--- Directions for this task ---
Can you edit these lines so each "Expected output format example" becomes "Sample output format", keeping everything else the same and leaving the pictures out of your answer?

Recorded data

■ ■ ■

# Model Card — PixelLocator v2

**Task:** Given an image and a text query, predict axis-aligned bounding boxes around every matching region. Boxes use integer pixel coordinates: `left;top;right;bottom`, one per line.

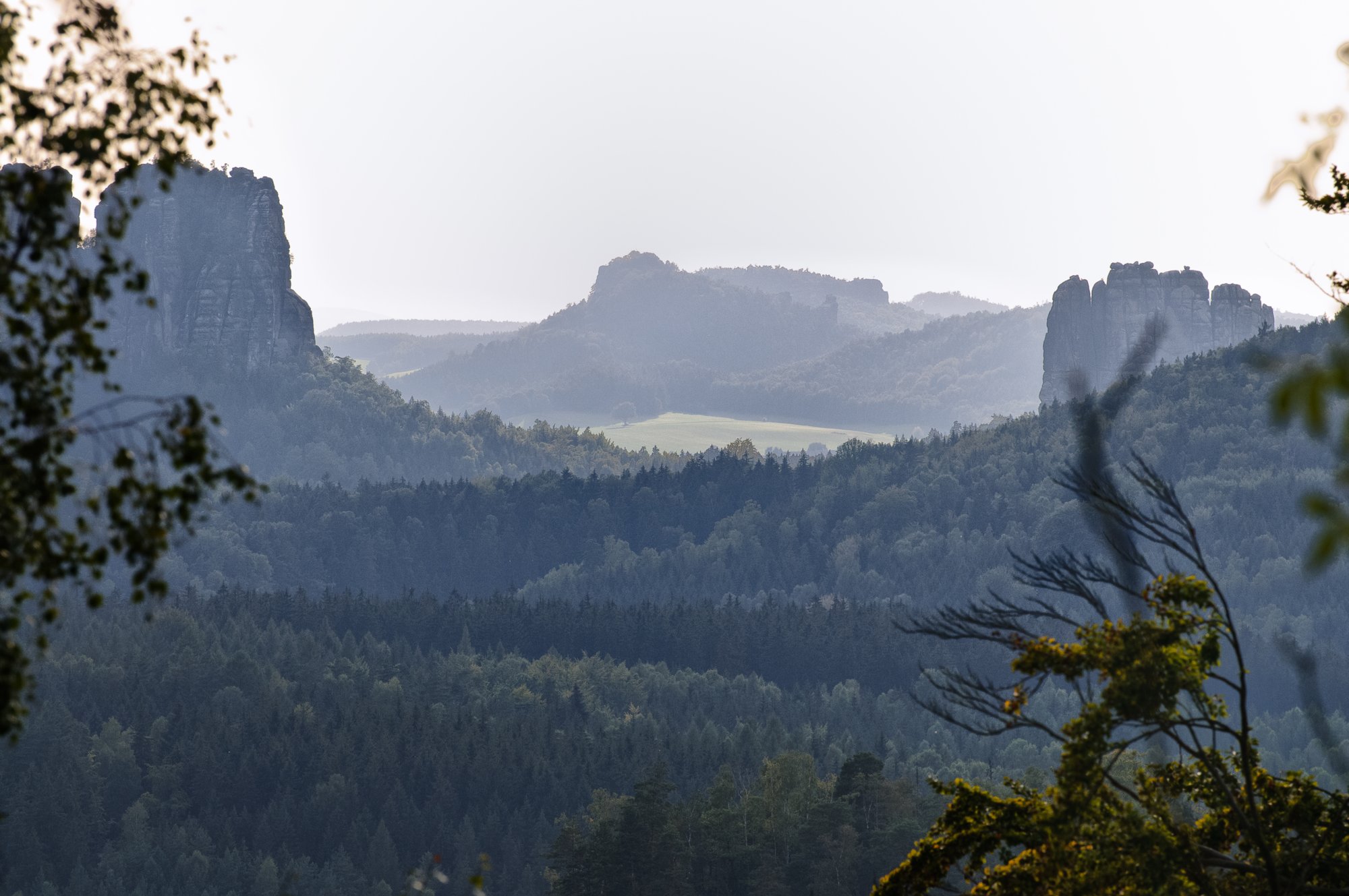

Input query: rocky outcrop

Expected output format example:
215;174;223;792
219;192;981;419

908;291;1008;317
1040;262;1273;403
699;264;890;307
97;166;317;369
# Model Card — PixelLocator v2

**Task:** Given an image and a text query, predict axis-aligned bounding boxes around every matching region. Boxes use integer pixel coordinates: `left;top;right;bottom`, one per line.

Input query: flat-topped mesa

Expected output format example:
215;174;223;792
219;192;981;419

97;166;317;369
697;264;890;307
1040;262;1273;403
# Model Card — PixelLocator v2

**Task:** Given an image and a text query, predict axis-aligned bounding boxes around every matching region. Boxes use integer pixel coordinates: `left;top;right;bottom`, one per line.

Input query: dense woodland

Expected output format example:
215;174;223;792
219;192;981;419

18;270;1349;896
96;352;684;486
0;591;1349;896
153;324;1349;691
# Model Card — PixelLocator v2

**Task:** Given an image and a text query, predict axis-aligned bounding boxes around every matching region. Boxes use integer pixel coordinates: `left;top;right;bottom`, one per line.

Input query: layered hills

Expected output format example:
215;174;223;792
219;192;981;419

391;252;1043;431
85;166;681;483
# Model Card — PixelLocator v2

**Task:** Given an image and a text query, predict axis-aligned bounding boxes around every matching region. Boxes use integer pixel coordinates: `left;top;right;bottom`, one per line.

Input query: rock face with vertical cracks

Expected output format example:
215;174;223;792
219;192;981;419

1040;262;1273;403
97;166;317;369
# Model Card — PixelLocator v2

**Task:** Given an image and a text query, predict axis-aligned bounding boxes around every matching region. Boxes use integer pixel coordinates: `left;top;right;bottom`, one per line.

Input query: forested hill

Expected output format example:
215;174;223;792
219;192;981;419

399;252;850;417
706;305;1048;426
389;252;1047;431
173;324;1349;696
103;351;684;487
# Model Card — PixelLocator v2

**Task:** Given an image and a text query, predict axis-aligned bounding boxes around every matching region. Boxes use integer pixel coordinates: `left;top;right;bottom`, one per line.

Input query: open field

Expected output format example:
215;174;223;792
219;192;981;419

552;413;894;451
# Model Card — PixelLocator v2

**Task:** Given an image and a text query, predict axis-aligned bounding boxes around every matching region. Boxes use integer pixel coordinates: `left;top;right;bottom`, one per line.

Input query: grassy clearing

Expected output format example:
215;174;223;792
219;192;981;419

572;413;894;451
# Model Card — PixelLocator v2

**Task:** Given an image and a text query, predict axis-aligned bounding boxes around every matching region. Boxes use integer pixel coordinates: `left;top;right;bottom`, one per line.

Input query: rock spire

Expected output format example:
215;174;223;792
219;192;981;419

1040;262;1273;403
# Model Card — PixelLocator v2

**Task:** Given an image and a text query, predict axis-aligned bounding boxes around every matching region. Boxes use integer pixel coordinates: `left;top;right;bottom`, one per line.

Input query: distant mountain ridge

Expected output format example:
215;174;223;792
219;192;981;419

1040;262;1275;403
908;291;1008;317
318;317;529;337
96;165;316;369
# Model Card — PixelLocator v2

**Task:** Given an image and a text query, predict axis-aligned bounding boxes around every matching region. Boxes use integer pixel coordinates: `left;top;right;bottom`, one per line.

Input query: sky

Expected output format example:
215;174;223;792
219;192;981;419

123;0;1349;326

■ ■ ■

--- Answer to the task ---
# Model Card — PixelLocator v2

**Task:** Given an image and a text query, predict axis-aligned bounding boxes around every matching region. Boxes use integer pixel coordinates: `left;top;right;bottom`, one per line.


Input query: rocky outcrop

Sample output format:
215;174;223;792
219;192;981;419

908;291;1008;317
1040;262;1273;403
699;264;890;307
97;166;317;369
# Model Card — PixelLocator v2

**Task:** Given an image and a text query, predict axis-aligned bounding boxes around every matching region. Boxes use integer pixel coordinates: `left;top;right;bottom`, one per line.

Input query: flat-topped mesa

Sample output format:
215;174;223;792
219;192;981;419

97;166;317;369
697;264;890;307
1040;262;1273;403
# Model Card — PixelLocator v2

**Task:** Given an image and a text query, predict axis-aligned bounding boxes around every matching region. Boxes use integer pixel coordinates: `left;top;right;bottom`, one per line.

Input query: dense woodland

Sample output format:
215;174;223;792
219;192;981;419

18;270;1349;896
96;352;684;486
0;591;1349;896
153;324;1349;691
# Model Card — PixelLocator v2

**Task:** Given an image and a text query, predict axis-aligned bounding boxes around every matching region. Boxes use integer pixel coordinates: `left;top;right;bottom`, one per line.

Input query: layered hills

Sample output format:
215;174;223;792
219;192;981;419

391;252;1043;431
85;166;681;483
# Model Card — PixelLocator v2

**Task:** Given an image and a text query, predict axis-aligned bounding boxes around every matching region. Boxes use integer pixel coordinates: `left;top;right;bottom`, one per line.

Input query: rock face with vertical cracks

Sample output format:
215;174;223;792
219;192;981;419

1040;262;1273;403
97;166;317;369
# Model Card — PixelLocator v2

**Task:** Given an image and a text query, predict axis-aligned bounding boxes around every matching region. Boxes use integer pixel coordinates: `left;top;right;bottom`, one per line.

Input query: forested hill

Sample output format:
215;174;223;792
219;192;981;419

399;252;850;417
706;305;1048;426
389;252;1047;431
173;324;1349;696
103;351;684;487
# Model Card — PixelLocator v2

**Task:** Given an image and a text query, predict axis-aligned bounding boxes around every matching region. Boxes use integer pixel coordinates: `left;top;right;bottom`, one per line.

Input query: open field

Sample output format:
215;174;223;792
219;192;981;419

552;413;894;451
# Model Card — PixelLocator v2

**Task:** Given an image and a text query, predict axis-aligned bounding boxes around every matching region. Boxes use integer pixel coordinates: `left;top;right;bottom`, one per line.

Input query: grassy clearing

Sample output format:
215;174;223;792
219;192;981;419

572;413;894;451
# Model Card — PixelLocator v2

**Task:** Given an image and a text query, predict axis-aligned bounding boxes around every matching region. Boxes use integer pixel coordinates: `left;top;right;bottom`, one per line.

Input query: rock spire

Sample output format:
215;174;223;792
219;192;981;419

1040;262;1273;403
# Model Card — PixelLocator v2

**Task:** Given an image and a text query, predict axis-aligned bounding boxes around every matching region. Boxes use integer pixel coordinates: `left;top;right;bottom`, one per line.

Input query: distant mountain ridge

Sample output format:
215;174;223;792
219;192;981;419

1040;262;1275;403
908;291;1008;317
318;317;529;337
96;165;316;369
# Model Card — PixelLocator v2

**Task:** Given an image and a text query, predict axis-aligned bounding boxes around every matching region. Boxes use integer pixel coordinates: `left;top;right;bottom`, one per line.

Input query: sky

Sample output format:
215;174;223;792
219;192;981;419

123;0;1349;326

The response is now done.